> Exercise
The entries are to be written out word for word, with their images left out.

> Point localization data
--------

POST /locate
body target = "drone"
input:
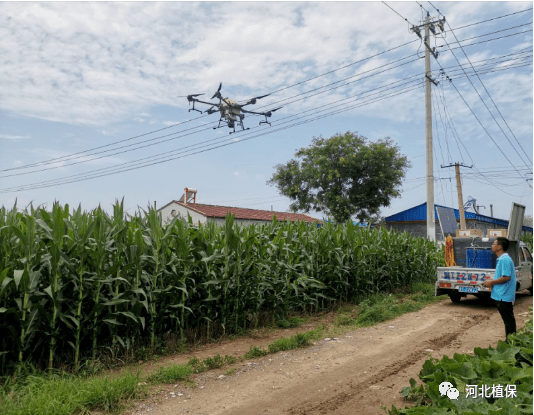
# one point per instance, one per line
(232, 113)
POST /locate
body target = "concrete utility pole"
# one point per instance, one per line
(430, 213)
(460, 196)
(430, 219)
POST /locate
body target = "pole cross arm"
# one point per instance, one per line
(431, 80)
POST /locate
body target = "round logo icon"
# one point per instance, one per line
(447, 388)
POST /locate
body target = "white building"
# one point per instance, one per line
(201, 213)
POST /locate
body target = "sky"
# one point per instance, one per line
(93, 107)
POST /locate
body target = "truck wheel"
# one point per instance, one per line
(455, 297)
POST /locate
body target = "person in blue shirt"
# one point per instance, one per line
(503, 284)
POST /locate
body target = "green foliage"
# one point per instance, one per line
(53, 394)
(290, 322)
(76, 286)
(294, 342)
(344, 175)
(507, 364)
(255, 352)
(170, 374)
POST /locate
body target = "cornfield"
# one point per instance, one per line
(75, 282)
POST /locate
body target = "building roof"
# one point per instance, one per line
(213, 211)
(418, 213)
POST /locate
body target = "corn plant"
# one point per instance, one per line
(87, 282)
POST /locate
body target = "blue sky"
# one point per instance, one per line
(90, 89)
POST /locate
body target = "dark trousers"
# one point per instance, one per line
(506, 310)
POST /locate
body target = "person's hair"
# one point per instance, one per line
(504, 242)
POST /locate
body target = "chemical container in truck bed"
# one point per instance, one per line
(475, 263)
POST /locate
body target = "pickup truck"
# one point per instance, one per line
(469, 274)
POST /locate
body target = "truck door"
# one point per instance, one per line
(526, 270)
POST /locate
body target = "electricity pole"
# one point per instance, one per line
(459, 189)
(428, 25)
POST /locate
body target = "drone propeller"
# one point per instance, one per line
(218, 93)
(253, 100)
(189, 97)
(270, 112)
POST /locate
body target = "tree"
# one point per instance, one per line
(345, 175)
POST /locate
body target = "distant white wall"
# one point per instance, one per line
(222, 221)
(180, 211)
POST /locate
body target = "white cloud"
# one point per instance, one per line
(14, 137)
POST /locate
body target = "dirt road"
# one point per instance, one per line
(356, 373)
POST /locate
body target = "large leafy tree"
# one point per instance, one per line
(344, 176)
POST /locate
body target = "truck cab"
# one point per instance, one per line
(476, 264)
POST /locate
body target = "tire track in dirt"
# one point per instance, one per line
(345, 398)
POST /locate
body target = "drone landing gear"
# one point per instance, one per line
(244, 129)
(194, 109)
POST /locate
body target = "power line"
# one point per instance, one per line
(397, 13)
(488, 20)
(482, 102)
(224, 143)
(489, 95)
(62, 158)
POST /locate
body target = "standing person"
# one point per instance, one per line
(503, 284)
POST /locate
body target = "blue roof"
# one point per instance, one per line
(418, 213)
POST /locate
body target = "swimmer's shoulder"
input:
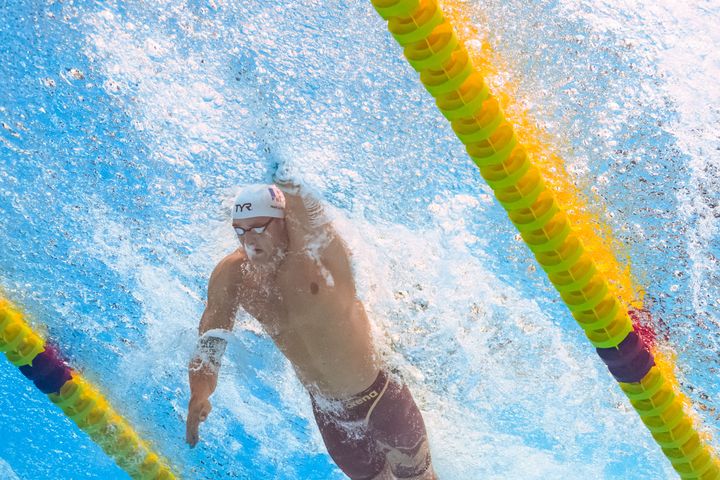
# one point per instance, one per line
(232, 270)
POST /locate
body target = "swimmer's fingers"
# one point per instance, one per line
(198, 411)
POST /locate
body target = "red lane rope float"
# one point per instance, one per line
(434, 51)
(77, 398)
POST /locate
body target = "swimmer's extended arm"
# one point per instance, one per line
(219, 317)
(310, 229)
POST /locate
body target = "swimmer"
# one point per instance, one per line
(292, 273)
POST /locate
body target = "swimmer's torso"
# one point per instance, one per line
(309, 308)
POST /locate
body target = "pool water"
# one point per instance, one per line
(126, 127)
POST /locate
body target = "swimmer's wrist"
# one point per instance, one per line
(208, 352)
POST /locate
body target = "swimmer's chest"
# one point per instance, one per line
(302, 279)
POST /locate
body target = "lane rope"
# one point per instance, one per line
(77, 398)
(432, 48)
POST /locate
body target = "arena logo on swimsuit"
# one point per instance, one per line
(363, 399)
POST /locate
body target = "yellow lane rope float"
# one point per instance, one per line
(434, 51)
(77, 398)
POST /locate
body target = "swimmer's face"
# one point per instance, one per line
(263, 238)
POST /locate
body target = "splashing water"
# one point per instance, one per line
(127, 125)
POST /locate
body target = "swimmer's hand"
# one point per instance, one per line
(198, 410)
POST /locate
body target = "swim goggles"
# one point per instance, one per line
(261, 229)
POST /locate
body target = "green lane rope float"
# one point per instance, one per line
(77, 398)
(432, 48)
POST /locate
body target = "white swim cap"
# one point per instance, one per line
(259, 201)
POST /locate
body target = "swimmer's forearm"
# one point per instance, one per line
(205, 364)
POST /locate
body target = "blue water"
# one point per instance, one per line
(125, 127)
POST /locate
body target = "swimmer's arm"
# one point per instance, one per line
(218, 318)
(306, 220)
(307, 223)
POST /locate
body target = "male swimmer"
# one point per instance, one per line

--------

> Task output
POST /locate
body target = "drone"
input:
# one point per instance, one per line
(232, 113)
POST /locate
body target = "concrete utility pole"
# one point per instance, one per line
(430, 213)
(460, 196)
(430, 219)
POST /locate
body target = "pole cross arm"
# one point per instance, one per line
(431, 80)
POST /locate
body target = "round logo icon"
# one point per instance, one per line
(447, 388)
POST /locate
body target = "white building"
# one point per instance, one per line
(201, 213)
POST /locate
body target = "sky"
# one point per instance, one per line
(93, 107)
POST /locate
body target = "truck wheel"
# one point per instance, one per line
(455, 297)
POST /locate
body target = "person in blue shirt"
# one point per instance, one per line
(503, 284)
POST /locate
body target = "green foliage"
# one point per instance, one per line
(53, 394)
(290, 322)
(76, 286)
(294, 342)
(344, 175)
(507, 364)
(255, 352)
(170, 374)
POST /locate
body target = "cornfield"
# one point per instance, one per line
(75, 282)
POST /locate
body target = "building roof"
# one point per instance, one per line
(213, 211)
(418, 213)
POST /locate
body target = "corn plant"
# one point per instance, one per line
(87, 282)
POST /locate
body target = "blue sky"
# one point per instance, one per line
(90, 89)
POST /locate
body target = "dark trousers"
# one point per instance, one per line
(506, 310)
POST /locate
body target = "person's hair"
# one point per instance, one per line
(504, 242)
POST /locate
body target = "chemical container in truck bed"
# one point per instance, one per line
(475, 263)
POST /locate
body target = "pickup truck"
# one point per instance, one per line
(469, 274)
POST /locate
body target = "truck door"
# one point per instance, one per line
(526, 270)
POST /locate
body target = "electricity pole"
# one point per instance, one per line
(459, 189)
(428, 25)
POST /locate
body target = "drone propeller"
# one point per instance, one per line
(218, 93)
(253, 100)
(189, 97)
(270, 112)
POST /locate
body target = "tree"
# one point per instance, one per line
(345, 175)
POST /locate
body target = "distant white wall"
# one point per instance, one per line
(222, 221)
(180, 211)
POST /locate
body target = "white cloud"
# one point per instance, one per line
(14, 137)
POST /locate
body target = "dirt road"
# one point per instance, one per line
(356, 373)
POST /locate
body target = "large leafy tree"
# one point per instance, one per line
(344, 176)
POST /locate
body target = "truck cab"
# one point per instance, one per line
(476, 264)
POST /locate
body target = "tire track in dirt"
# one point per instance, one per line
(345, 398)
POST /locate
body target = "drone landing gear"
# one point per instance, one per line
(244, 129)
(194, 109)
POST /locate
body target = "power line"
# one point per instance, one per line
(397, 13)
(488, 20)
(482, 102)
(224, 143)
(489, 95)
(62, 158)
POST /locate
body target = "standing person"
# one point per instance, one per line
(503, 284)
POST /locate
body target = "blue roof"
# one point per instance, one per line
(418, 213)
POST /locate
body target = "swimmer's shoulder"
input:
# one point per instance, one per line
(232, 270)
POST /locate
body target = "swimmer's fingers"
# one point per instance, one per line
(198, 411)
POST /locate
body target = "red lane rope float"
# one point per instance, one per line
(434, 51)
(77, 398)
POST /locate
body target = "swimmer's extended arm"
# one point per instance, one per line
(219, 317)
(310, 229)
POST /locate
body target = "swimmer"
# one point per instance, one per line
(292, 273)
POST /locate
body target = "swimmer's torso"
# one point per instance, one per line
(309, 308)
POST /locate
body target = "pool water"
# one point per instance, one per line
(126, 127)
POST /locate
body target = "swimmer's wrist"
# one point per instance, one per line
(208, 352)
POST /locate
body target = "swimmer's chest"
# one point per instance, one per line
(302, 279)
POST /locate
body target = "lane rope"
# one point per instance, one per line
(77, 398)
(432, 48)
POST /locate
body target = "arena logo on swimsuit"
# one point per instance, one per line
(363, 399)
POST /locate
body target = "yellow lane rope float"
# one point per instance, one per line
(434, 51)
(77, 398)
POST /locate
body target = "swimmer's face"
# one point per instance, one per line
(263, 238)
POST /locate
body target = "splashing water"
# one point per instance, one per line
(127, 125)
POST /locate
body target = "swimmer's hand"
# one point per instance, one per line
(198, 410)
POST /locate
body target = "swim goggles"
# one point per instance, one per line
(261, 229)
POST /locate
body target = "green lane rope float"
# one point per instance, one per line
(77, 398)
(432, 48)
POST /locate
body target = "white swim cap"
# one point per instance, one per line
(259, 201)
POST /locate
body target = "swimmer's forearm"
# one point per instance, one per line
(205, 364)
POST /locate
body target = "blue water"
# one point per instance, one per line
(125, 127)
POST /locate
body target = "swimmer's arm"
# one point per instance, one per line
(218, 318)
(306, 220)
(307, 223)
POST /locate
body target = "male swimmer"
# one point per instance, one per line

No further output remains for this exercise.